-------- SUPPLIED PASSAGE
One detail shows how deep this consciousness ran in Constantine himself: the emperor built at Constantinople the Church of the Holy Apostles (Apostoleion) and, according to Eusebius, prepared in its midst his own tomb, surrounded by twelve reliquaries of the Apostles — six on each side of the imperial sarcophagus. The Byzantine tradition interpreted this gesture as a symbolic affirmation of his apostolic calling: Constantine does not place himself among the Twelve through ordination or succession, but beside them through the historical work of Christianizing the Empire. This is isapostolos-consciousness lived from within — and it explains, better than any external argument, why the Church received the title without hesitation.
Constantine at Nicaea — What a Layman Does at an Ecumenical Council
Here we enter the part most often absent from popular accounts of Saint Constantine. The usual summary goes: “he convened the First Ecumenical Council in 325, which condemned the heresy of Arius.” The formula is true, but it says nothing. What matters is how he did it, what he did there, and why, in the history of the Church, Constantine’s act at Nicaea is reckoned an apostolic labor.
The Letter to Alexander and Arius
Before the Council was convened, Constantine himself attempted to quench the dispute in Alexandria. Eusebius of Caesarea preserved the full text of the letter the emperor sent, through Hosius of Cordoba, to Alexander, bishop of Alexandria, and to the presbyter Arius. The letter is recorded in Vita Constantini, Book II, chapters 64-72. Its date — late 324, after the victory over Licinius.
Two things deserve close attention.
First, the emperor writes not as a ruler but as a Christian troubled by the disturbance of the Church. He begins his letter by calling God “as witness,” declaring he has taken this duty upon himself for two reasons: to bring concord among peoples concerning the divinity, and to heal the imperial body wounded by division.
Second, in this first phase, Constantine did not yet grasp the gravity of the dispute. He treats the quarrel between Alexander and Arius as a “minor philosophical dispute,” as a question “unsuitable for public discussion” — a judgment that, after the Council, would prove mistaken, but one that shows his sincerity: the emperor was not acting from political calculation but from a real desire for ecclesial peace. Understanding the theological depth came at the Council, not before it.
This gesture, in itself, is apostolic. Saint Paul wrote letters to the churches to quench divisions; Constantine writes a letter to the church of Alexandria. He does not ordain, does not consecrate, but he mediates.
Convening the Council
When the letter did not bear the expected fruit, Constantine took the one step that, at that moment of history, could gather the Church: he convened an Ecumenical Council. Eusebius describes the assembly at Nicaea, in May–June 325, in terms that directly recall the Acts of the Apostles: 318 fathers (according to the traditional count), from all parts of the known world — from Persia, Ethiopia, Gothia, Spain, Britain, Egypt, Syria, Asia Minor, Italy. “Like the apostolic assembly,” writes Eusebius, “composed of men of every nation.”
Many of those present still bore on their bodies the marks of Diocletian’s persecution — eyes gouged out, hands maimed, legs broken. Tradition preserved in later sources (among them Theodoret) records that the emperor, on entering the hall, bowed before them and kissed the scars of the confessors. The image is iconic: the emperor of Rome, master of the known world, kissing the wounds of those whom the empire had tortured a generation before. This is the isapostolos moment, not the Milvian Bridge.
----------------
■ **PROBLEM TO WORK ON**
In the passage on Constantine, where in Vita Constantini is the letter to Alexander and Arius recorded?
-------- RAW DATA
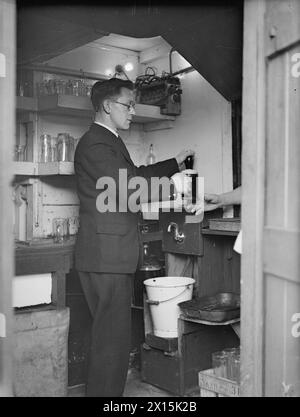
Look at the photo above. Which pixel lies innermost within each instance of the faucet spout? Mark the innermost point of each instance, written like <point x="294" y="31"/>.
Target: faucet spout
<point x="178" y="237"/>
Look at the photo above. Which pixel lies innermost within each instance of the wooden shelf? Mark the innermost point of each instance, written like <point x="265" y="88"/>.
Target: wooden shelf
<point x="39" y="168"/>
<point x="25" y="104"/>
<point x="67" y="105"/>
<point x="152" y="236"/>
<point x="206" y="231"/>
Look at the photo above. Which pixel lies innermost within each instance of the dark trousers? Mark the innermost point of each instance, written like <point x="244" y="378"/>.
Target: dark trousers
<point x="109" y="300"/>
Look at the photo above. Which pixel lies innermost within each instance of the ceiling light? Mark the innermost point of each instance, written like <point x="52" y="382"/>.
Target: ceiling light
<point x="128" y="66"/>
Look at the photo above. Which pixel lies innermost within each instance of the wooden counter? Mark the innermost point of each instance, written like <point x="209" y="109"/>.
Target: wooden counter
<point x="54" y="258"/>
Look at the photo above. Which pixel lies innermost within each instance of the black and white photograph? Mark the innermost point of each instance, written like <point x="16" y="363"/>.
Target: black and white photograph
<point x="149" y="201"/>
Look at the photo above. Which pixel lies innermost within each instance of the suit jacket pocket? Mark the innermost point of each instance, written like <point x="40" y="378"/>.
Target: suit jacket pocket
<point x="112" y="228"/>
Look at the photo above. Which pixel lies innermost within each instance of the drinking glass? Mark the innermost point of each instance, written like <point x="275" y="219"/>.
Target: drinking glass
<point x="230" y="354"/>
<point x="236" y="368"/>
<point x="45" y="148"/>
<point x="60" y="230"/>
<point x="219" y="360"/>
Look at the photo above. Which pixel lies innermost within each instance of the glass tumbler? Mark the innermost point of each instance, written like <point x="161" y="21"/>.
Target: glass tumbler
<point x="61" y="230"/>
<point x="236" y="368"/>
<point x="45" y="148"/>
<point x="230" y="354"/>
<point x="219" y="362"/>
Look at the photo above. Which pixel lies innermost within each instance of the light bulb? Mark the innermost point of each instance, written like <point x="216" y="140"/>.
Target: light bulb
<point x="128" y="66"/>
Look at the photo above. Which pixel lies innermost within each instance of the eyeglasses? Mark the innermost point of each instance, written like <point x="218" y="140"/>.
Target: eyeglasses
<point x="130" y="106"/>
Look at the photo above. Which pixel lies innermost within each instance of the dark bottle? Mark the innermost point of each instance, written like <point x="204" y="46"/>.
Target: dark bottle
<point x="189" y="162"/>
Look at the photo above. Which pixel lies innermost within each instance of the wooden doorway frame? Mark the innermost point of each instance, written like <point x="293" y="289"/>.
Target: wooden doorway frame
<point x="7" y="139"/>
<point x="253" y="177"/>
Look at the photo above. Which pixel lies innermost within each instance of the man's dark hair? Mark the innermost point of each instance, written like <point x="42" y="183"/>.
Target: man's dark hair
<point x="103" y="90"/>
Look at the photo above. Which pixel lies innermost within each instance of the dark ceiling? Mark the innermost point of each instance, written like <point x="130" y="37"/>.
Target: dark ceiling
<point x="208" y="35"/>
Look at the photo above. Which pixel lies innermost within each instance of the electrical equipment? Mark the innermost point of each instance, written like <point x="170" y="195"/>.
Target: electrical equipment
<point x="164" y="91"/>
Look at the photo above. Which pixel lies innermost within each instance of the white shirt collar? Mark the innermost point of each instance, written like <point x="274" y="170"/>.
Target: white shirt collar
<point x="107" y="127"/>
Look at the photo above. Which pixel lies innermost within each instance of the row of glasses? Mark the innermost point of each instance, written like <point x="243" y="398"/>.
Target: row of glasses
<point x="61" y="228"/>
<point x="60" y="148"/>
<point x="226" y="364"/>
<point x="63" y="87"/>
<point x="20" y="153"/>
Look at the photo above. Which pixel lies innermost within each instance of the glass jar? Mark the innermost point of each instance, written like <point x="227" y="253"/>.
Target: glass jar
<point x="61" y="230"/>
<point x="45" y="148"/>
<point x="231" y="354"/>
<point x="71" y="149"/>
<point x="219" y="361"/>
<point x="53" y="150"/>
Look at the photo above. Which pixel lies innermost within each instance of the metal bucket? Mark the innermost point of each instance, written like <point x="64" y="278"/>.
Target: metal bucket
<point x="164" y="294"/>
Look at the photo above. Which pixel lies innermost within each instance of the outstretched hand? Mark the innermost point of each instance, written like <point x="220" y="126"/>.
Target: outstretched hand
<point x="211" y="202"/>
<point x="181" y="157"/>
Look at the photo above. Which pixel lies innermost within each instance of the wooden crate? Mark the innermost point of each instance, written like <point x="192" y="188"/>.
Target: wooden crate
<point x="214" y="386"/>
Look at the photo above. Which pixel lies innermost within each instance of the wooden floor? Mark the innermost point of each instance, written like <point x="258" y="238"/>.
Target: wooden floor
<point x="135" y="387"/>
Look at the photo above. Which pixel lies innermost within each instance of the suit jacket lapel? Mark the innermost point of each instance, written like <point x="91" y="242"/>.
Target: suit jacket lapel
<point x="124" y="150"/>
<point x="105" y="136"/>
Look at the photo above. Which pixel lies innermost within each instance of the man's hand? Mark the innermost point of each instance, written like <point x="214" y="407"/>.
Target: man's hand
<point x="181" y="157"/>
<point x="211" y="202"/>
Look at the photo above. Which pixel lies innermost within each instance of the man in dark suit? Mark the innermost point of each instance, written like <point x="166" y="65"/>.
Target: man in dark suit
<point x="107" y="246"/>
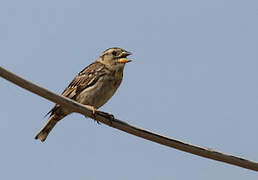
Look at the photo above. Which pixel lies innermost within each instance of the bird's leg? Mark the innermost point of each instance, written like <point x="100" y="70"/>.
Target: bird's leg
<point x="110" y="117"/>
<point x="94" y="110"/>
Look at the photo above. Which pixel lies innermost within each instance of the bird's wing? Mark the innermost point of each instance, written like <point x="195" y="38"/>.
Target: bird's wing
<point x="86" y="78"/>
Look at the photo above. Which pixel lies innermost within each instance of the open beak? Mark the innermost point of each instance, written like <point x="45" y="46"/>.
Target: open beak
<point x="123" y="58"/>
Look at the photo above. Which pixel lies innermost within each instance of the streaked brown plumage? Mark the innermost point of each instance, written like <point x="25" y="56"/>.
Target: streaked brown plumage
<point x="93" y="86"/>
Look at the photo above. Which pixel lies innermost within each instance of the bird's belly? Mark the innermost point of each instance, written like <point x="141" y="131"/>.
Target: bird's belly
<point x="98" y="95"/>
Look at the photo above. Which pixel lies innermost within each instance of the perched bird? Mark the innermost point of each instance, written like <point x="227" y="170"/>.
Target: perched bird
<point x="93" y="86"/>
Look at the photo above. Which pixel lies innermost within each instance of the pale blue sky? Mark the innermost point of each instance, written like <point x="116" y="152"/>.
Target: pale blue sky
<point x="194" y="78"/>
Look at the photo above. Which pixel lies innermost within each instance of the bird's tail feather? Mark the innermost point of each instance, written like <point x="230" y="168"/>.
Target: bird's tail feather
<point x="43" y="133"/>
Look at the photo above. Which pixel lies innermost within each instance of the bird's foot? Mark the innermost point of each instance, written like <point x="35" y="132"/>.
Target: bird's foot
<point x="110" y="117"/>
<point x="94" y="110"/>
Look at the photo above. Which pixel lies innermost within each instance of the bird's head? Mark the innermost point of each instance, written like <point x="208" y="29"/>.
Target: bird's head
<point x="114" y="57"/>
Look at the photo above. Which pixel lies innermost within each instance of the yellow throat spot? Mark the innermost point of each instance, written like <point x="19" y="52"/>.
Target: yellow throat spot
<point x="119" y="75"/>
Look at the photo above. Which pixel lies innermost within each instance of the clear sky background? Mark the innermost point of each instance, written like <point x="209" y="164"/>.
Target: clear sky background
<point x="194" y="78"/>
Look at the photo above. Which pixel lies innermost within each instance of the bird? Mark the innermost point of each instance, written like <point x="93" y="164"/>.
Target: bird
<point x="92" y="87"/>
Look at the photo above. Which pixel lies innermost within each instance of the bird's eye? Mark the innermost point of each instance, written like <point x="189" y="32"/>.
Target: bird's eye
<point x="114" y="53"/>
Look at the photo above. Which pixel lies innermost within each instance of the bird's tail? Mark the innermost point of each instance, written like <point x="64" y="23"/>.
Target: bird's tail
<point x="43" y="133"/>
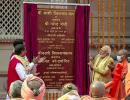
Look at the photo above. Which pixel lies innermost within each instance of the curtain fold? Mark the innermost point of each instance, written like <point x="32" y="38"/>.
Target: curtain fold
<point x="82" y="49"/>
<point x="81" y="67"/>
<point x="30" y="29"/>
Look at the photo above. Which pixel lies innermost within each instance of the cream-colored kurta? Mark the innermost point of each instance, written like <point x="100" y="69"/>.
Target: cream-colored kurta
<point x="101" y="71"/>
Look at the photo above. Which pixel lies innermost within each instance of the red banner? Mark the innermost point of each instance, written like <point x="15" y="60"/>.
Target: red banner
<point x="56" y="41"/>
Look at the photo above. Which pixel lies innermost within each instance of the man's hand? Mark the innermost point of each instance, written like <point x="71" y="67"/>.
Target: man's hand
<point x="90" y="64"/>
<point x="36" y="74"/>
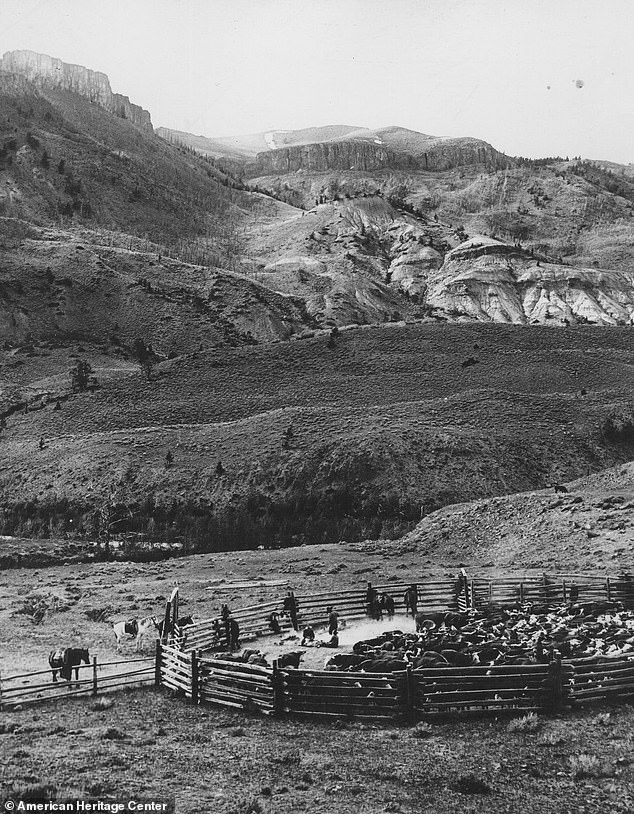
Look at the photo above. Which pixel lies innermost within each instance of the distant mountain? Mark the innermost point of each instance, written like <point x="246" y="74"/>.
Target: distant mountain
<point x="342" y="147"/>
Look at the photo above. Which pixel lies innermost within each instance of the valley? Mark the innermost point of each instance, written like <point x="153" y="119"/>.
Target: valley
<point x="293" y="336"/>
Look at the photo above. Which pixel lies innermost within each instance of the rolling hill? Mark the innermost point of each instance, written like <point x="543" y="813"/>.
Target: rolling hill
<point x="235" y="436"/>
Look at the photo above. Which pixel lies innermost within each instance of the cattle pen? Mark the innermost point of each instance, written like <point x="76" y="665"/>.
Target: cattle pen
<point x="192" y="661"/>
<point x="187" y="663"/>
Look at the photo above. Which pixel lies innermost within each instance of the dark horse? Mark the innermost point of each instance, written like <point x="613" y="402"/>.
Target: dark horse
<point x="65" y="659"/>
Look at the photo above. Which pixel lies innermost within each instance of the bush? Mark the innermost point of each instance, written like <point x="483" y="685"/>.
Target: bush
<point x="527" y="723"/>
<point x="618" y="427"/>
<point x="102" y="703"/>
<point x="422" y="730"/>
<point x="590" y="766"/>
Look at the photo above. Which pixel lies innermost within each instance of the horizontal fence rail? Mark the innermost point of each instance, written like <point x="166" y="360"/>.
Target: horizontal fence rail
<point x="189" y="663"/>
<point x="30" y="688"/>
<point x="411" y="693"/>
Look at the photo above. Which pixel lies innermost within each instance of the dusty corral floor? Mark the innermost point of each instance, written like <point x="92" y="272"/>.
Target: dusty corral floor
<point x="226" y="762"/>
<point x="314" y="657"/>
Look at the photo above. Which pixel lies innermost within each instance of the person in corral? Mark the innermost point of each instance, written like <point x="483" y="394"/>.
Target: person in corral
<point x="274" y="623"/>
<point x="371" y="596"/>
<point x="291" y="607"/>
<point x="387" y="604"/>
<point x="215" y="626"/>
<point x="410" y="598"/>
<point x="308" y="636"/>
<point x="333" y="621"/>
<point x="334" y="641"/>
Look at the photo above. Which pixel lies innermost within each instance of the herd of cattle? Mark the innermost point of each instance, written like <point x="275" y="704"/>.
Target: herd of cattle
<point x="526" y="635"/>
<point x="522" y="636"/>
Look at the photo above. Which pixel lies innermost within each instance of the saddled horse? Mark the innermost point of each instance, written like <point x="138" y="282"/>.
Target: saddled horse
<point x="65" y="659"/>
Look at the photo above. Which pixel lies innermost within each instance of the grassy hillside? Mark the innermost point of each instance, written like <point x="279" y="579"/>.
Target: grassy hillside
<point x="569" y="210"/>
<point x="318" y="443"/>
<point x="60" y="285"/>
<point x="64" y="161"/>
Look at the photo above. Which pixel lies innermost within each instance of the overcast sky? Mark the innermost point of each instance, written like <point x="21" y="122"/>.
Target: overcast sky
<point x="532" y="77"/>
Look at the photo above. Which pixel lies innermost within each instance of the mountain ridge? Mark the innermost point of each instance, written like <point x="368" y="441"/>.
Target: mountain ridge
<point x="50" y="72"/>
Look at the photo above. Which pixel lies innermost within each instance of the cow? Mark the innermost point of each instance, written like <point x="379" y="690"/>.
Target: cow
<point x="65" y="659"/>
<point x="290" y="659"/>
<point x="135" y="628"/>
<point x="343" y="661"/>
<point x="382" y="665"/>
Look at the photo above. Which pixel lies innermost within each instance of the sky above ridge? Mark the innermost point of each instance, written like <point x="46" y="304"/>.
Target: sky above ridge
<point x="532" y="77"/>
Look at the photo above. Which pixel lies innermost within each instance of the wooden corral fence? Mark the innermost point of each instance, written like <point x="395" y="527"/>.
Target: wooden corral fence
<point x="594" y="681"/>
<point x="31" y="688"/>
<point x="343" y="695"/>
<point x="186" y="664"/>
<point x="448" y="594"/>
<point x="405" y="694"/>
<point x="209" y="634"/>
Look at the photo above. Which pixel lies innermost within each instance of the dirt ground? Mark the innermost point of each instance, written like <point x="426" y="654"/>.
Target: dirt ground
<point x="223" y="761"/>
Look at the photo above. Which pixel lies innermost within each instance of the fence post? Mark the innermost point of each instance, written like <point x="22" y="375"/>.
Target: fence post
<point x="167" y="621"/>
<point x="555" y="685"/>
<point x="278" y="689"/>
<point x="194" y="684"/>
<point x="410" y="693"/>
<point x="157" y="664"/>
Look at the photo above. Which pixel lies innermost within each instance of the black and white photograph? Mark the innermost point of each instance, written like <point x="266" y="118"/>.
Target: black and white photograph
<point x="317" y="406"/>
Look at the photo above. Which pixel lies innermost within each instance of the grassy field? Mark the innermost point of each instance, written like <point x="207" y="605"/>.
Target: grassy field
<point x="148" y="744"/>
<point x="153" y="744"/>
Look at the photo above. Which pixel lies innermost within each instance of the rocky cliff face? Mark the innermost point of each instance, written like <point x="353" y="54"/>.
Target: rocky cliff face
<point x="443" y="154"/>
<point x="48" y="72"/>
<point x="488" y="280"/>
<point x="341" y="155"/>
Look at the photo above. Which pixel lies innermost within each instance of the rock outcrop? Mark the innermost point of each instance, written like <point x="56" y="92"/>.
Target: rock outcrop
<point x="488" y="280"/>
<point x="48" y="72"/>
<point x="369" y="155"/>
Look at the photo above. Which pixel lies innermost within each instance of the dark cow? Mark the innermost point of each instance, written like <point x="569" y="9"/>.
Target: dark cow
<point x="343" y="661"/>
<point x="439" y="618"/>
<point x="290" y="659"/>
<point x="382" y="665"/>
<point x="65" y="659"/>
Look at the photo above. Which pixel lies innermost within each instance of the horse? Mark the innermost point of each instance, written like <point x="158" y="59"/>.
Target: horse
<point x="137" y="628"/>
<point x="65" y="659"/>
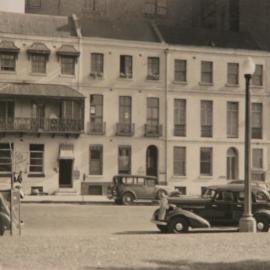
----------------
■ **SOLVED PROBLEM**
Book II, chapters 64-72.